Locate each line in the material below that contains the string "Target", and copy those lines.

** begin RECORDED INFORMATION **

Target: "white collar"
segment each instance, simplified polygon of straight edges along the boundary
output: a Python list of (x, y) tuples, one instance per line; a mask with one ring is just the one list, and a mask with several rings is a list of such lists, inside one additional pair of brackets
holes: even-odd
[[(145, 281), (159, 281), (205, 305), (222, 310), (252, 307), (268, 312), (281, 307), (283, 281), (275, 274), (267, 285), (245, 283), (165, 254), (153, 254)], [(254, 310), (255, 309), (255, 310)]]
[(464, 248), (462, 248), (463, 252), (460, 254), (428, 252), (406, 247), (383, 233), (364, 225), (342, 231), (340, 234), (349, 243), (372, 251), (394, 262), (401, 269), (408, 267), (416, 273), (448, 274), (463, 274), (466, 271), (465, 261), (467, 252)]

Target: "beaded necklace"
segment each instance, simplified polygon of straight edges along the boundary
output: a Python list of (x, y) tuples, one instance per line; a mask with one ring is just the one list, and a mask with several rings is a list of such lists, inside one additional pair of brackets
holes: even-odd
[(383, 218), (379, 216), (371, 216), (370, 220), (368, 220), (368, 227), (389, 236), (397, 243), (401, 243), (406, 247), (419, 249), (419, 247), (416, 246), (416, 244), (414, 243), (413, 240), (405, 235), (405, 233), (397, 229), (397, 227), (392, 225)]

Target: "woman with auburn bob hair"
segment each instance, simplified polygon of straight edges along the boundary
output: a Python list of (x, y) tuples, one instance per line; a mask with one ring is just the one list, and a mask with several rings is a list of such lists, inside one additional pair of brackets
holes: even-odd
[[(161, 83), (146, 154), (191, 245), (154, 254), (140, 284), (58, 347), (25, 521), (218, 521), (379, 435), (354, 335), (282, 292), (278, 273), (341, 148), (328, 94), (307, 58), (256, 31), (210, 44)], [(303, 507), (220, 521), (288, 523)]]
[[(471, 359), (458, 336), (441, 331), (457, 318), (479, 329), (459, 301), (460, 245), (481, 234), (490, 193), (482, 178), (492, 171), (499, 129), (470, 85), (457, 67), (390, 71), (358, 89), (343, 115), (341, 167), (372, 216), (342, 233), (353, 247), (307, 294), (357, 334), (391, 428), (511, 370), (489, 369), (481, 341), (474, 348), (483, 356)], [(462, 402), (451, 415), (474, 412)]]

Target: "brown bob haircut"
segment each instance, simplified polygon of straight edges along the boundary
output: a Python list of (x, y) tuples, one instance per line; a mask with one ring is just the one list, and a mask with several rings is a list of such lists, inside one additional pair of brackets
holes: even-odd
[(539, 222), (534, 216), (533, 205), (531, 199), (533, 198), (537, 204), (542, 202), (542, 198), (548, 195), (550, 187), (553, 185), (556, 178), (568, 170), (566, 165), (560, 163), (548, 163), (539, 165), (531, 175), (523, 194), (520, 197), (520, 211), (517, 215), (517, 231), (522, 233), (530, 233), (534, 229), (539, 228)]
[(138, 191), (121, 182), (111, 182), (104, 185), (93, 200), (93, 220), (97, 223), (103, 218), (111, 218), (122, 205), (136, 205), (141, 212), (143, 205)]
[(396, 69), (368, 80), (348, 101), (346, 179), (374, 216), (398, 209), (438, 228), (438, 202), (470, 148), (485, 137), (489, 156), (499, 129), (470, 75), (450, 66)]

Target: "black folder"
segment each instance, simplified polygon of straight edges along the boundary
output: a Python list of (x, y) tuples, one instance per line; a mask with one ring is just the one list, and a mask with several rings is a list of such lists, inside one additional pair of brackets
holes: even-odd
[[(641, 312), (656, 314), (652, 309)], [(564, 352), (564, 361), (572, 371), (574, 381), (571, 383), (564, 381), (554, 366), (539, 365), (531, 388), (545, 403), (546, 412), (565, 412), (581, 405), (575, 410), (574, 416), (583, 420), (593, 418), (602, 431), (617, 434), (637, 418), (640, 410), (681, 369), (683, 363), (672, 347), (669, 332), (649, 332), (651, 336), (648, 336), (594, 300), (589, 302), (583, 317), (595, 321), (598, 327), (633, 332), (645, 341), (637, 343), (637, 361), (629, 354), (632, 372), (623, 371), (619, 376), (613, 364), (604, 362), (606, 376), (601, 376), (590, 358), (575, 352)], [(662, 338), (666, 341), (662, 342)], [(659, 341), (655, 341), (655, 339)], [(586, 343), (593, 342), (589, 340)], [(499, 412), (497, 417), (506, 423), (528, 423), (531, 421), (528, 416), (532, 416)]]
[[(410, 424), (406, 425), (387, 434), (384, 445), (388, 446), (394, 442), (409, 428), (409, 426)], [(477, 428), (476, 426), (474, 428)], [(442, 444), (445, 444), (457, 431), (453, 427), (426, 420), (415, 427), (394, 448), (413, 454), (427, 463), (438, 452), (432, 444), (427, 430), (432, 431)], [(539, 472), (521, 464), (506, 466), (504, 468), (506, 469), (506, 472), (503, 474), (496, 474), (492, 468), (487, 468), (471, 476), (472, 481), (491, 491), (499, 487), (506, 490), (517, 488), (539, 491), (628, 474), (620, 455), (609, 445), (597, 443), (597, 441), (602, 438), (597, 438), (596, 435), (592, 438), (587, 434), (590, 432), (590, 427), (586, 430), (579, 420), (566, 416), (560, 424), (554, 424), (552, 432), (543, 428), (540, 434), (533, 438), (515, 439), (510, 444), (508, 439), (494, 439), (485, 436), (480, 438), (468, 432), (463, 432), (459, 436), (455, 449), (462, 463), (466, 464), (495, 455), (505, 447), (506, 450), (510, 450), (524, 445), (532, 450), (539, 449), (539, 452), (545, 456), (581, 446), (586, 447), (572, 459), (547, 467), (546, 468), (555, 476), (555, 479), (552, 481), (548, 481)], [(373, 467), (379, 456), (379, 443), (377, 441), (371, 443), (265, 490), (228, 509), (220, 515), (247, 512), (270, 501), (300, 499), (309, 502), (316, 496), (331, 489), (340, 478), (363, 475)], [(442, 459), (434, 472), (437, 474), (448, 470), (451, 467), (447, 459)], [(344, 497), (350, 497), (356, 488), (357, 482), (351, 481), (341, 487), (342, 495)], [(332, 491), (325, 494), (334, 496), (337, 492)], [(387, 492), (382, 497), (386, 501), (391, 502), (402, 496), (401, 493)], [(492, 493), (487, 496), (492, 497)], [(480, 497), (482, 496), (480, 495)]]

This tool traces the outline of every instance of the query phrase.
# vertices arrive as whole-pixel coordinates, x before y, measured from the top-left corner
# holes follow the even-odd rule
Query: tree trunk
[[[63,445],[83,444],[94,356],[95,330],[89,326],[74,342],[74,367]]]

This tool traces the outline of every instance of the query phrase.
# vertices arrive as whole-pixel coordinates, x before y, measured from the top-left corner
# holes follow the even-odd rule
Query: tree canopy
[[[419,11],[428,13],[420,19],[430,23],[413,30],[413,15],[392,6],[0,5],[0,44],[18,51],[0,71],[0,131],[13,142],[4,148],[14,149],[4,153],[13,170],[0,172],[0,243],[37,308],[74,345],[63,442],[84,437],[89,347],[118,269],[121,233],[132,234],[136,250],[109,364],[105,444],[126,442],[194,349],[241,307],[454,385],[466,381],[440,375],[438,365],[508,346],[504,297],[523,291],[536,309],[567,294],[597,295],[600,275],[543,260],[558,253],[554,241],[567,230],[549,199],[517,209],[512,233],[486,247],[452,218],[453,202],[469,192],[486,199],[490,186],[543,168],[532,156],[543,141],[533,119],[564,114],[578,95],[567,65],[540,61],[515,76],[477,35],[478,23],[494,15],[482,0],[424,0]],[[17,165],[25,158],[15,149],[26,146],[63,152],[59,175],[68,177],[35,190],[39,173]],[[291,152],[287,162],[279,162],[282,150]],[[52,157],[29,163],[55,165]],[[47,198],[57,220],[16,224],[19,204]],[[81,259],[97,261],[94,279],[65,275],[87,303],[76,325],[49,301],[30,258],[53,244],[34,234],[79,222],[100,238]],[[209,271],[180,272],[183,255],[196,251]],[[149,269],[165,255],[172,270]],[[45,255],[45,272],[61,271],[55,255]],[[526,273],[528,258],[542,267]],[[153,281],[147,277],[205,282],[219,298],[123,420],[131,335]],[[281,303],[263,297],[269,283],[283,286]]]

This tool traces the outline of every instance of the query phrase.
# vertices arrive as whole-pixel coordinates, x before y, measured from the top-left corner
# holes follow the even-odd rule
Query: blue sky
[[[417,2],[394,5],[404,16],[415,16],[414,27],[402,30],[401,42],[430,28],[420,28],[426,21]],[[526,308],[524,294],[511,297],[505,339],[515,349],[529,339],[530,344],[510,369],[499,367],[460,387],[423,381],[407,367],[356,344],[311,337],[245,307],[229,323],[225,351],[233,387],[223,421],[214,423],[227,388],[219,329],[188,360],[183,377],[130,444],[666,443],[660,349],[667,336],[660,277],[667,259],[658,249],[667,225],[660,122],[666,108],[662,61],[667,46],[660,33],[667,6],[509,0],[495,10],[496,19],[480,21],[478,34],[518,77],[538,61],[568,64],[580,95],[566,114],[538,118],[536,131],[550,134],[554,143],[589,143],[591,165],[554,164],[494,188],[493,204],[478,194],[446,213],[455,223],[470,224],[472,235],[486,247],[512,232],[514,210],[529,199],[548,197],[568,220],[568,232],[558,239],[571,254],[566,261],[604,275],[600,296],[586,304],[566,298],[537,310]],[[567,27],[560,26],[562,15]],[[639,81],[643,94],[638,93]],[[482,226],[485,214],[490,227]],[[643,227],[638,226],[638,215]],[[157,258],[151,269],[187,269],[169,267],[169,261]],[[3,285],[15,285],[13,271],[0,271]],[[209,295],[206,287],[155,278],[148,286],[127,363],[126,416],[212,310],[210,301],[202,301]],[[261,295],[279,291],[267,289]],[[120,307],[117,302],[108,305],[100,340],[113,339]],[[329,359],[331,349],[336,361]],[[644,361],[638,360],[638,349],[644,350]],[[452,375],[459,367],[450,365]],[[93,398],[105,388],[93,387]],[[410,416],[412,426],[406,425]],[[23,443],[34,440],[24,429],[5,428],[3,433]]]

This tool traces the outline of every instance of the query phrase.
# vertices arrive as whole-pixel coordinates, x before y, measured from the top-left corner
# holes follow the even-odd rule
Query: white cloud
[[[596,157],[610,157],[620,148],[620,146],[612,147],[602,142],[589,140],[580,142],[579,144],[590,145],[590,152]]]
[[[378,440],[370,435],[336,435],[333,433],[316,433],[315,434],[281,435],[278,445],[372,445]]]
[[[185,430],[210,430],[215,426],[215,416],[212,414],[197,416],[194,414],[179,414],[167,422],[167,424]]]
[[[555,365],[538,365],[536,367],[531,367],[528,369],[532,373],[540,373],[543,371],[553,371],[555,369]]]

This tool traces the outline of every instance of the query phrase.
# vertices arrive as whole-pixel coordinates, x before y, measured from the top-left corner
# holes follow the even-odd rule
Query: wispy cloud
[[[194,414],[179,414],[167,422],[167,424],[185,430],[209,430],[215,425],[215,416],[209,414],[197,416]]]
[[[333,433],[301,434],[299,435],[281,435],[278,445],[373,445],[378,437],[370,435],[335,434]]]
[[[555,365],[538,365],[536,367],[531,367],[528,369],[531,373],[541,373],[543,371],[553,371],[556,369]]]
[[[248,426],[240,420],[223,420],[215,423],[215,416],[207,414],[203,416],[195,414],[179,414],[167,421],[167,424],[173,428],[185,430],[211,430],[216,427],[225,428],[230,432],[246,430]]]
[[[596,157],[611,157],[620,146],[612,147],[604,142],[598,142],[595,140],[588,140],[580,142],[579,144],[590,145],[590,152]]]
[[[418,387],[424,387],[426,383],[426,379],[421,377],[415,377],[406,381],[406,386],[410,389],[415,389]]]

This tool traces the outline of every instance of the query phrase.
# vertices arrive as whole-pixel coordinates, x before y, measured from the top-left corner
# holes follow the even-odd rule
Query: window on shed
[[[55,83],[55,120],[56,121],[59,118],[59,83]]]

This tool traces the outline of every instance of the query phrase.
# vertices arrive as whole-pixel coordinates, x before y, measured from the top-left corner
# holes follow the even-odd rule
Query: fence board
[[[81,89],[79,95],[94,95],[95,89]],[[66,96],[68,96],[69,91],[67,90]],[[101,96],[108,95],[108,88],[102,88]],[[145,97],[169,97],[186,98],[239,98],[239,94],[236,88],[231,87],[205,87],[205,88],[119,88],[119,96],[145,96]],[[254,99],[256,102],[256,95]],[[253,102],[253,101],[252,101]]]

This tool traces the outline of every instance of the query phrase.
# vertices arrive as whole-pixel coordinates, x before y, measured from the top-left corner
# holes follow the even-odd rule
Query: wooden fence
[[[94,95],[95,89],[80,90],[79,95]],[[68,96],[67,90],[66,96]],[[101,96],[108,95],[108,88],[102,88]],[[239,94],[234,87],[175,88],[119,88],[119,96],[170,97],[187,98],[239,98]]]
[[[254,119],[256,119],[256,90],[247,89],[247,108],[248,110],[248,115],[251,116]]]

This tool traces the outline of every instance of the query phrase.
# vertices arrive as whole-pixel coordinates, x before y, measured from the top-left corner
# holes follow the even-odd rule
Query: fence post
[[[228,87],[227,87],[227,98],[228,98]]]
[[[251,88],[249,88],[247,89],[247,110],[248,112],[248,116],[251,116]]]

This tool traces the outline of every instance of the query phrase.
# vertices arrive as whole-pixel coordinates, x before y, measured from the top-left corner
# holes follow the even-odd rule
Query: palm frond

** end RECORDED INFORMATION **

● **TASK ANSWER**
Target: "white collar"
Target: "beaded necklace"
Target: "woman with auburn bob hair"
Target: "brown bob haircut"
Target: "black folder"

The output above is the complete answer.